--- START OF SOURCE MATERIAL ---
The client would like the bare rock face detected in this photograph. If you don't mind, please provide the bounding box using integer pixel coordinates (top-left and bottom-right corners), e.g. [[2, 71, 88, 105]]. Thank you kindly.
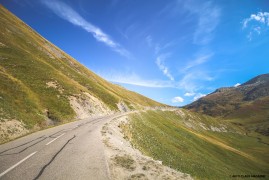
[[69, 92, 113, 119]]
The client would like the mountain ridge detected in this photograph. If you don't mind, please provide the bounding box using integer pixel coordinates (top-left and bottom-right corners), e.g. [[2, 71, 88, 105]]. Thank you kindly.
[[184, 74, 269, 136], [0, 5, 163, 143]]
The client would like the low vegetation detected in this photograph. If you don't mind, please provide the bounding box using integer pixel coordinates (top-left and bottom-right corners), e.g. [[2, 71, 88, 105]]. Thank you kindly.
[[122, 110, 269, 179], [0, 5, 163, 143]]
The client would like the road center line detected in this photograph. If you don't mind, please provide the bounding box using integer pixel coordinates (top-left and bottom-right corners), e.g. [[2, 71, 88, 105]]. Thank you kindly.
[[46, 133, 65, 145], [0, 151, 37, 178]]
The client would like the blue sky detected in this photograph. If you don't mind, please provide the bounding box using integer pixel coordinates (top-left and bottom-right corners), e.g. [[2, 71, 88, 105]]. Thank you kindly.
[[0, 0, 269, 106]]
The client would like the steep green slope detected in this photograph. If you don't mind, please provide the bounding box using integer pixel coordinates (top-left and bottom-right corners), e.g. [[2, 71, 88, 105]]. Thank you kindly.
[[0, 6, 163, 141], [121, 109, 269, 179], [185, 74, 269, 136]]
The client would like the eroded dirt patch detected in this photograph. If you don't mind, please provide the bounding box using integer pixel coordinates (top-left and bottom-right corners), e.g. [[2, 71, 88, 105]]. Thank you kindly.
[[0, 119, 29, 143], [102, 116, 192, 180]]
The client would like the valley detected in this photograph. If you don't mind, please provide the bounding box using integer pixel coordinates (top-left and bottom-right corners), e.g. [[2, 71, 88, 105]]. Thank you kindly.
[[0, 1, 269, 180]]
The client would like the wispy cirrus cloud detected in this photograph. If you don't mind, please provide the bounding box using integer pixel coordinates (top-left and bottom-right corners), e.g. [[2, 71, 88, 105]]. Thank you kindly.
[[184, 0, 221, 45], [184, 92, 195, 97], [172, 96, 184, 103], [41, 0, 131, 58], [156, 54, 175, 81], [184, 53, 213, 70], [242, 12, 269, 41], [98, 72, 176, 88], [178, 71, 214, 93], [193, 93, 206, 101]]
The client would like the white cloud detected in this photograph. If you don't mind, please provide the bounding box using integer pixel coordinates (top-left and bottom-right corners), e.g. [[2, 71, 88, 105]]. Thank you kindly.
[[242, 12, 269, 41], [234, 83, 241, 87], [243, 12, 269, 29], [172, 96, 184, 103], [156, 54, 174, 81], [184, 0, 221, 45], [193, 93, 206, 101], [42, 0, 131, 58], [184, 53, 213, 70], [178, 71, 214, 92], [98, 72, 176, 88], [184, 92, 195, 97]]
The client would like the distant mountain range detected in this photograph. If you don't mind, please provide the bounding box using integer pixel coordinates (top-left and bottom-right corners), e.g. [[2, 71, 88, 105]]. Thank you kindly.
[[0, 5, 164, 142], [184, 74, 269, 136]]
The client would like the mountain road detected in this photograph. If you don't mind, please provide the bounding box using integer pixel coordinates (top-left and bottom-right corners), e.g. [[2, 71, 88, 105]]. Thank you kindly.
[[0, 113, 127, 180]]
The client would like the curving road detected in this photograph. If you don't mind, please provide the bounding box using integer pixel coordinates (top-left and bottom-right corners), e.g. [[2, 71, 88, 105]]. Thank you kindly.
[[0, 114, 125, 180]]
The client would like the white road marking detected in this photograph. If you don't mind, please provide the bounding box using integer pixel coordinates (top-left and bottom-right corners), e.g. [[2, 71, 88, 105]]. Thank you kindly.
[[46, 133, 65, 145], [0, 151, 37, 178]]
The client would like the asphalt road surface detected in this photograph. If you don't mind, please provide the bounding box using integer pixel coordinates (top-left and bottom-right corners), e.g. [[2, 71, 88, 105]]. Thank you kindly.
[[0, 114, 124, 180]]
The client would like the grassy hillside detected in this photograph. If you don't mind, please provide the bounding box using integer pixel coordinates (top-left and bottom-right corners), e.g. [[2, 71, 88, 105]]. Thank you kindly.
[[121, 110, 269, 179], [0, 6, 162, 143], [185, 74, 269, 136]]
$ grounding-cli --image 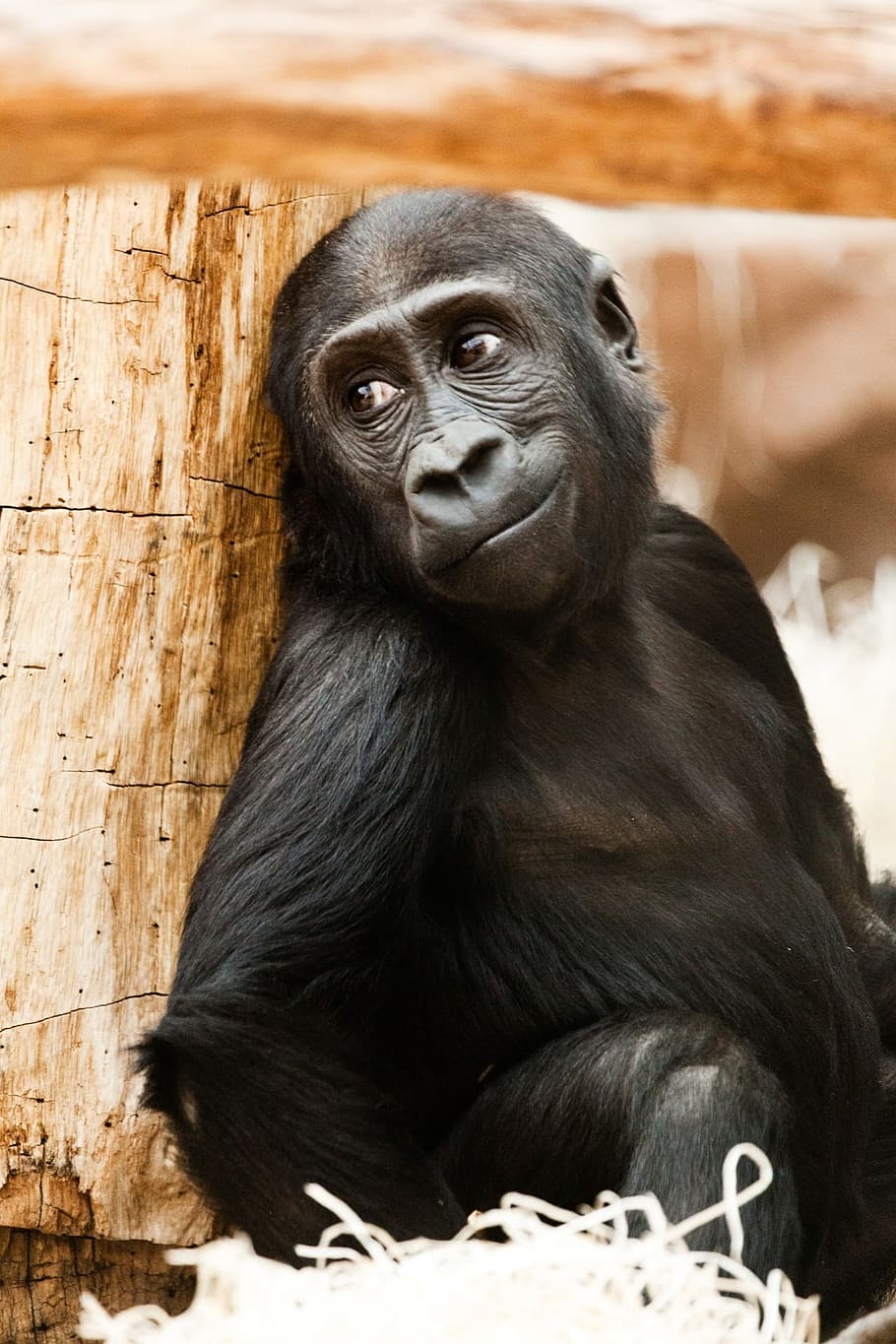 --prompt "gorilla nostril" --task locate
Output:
--- END OF SOURCE MATERIAL ---
DIRECTION ::
Starting at the beginning of the material and ending at the line that contains "[[0, 0, 269, 106]]", write the lines out again with "client" swapped for "customer" and everything else left unchanged. Leave the pictures out.

WORKED ANSWER ::
The customer would like the bare rock face detected in this photograph. If you don't mind, please provide the bounding box using integer pixel coordinates (top-left and bottom-right corners), e.g. [[2, 71, 88, 105]]. Thank you kindly.
[[69, 92, 113, 119]]
The customer would like the mountain ridge detected in this photograph. If you don't mind, please provide the bounding box using integer pixel coordinates (top-left and bottom-right corners), e.g. [[2, 71, 88, 105]]. Thank you kindly.
[[184, 74, 269, 136], [0, 5, 163, 143]]
The customer would like the low vegetation detected in this photograph. If you don't mind, please provide the bounding box using integer pixel coordinates (top-left and bottom-right corners), e.g. [[2, 71, 88, 105]]. Thank you kindly.
[[122, 110, 269, 179], [0, 5, 163, 143]]
The customer would like the road center line detected in this photograph. If you don't mind, please provide the bounding box using integer pixel coordinates (top-left and bottom-right corners), e.g. [[2, 71, 88, 105]]. Thank you kindly.
[[46, 133, 65, 145], [0, 151, 37, 178]]
The customer would like the blue sky detected in this photograph. If you don't mind, please provide the bounding box using integer pixel coordinates (top-left and bottom-right corners), e.g. [[2, 71, 88, 105]]. Thank you kindly.
[[0, 0, 269, 106]]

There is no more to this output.